- [What you will do] Each line below that carries the string "comma" must appear in the answer.

- [Material provided]
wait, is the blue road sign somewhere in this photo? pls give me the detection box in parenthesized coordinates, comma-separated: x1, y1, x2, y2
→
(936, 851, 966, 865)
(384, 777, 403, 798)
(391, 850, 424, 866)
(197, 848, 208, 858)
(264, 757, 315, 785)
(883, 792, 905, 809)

--

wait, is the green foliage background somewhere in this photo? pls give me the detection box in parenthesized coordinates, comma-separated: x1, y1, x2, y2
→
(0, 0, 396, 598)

- [Exercise result]
wait, is the blue road sign somewhere in this photo? pls give me the detection box in parenthesized coordinates, comma-separated: x1, y1, x2, y2
wait, is the green foliage background somewhere in this photo? pls give me the detection box in parenthesized coordinates, comma-separated: x1, y1, x2, y2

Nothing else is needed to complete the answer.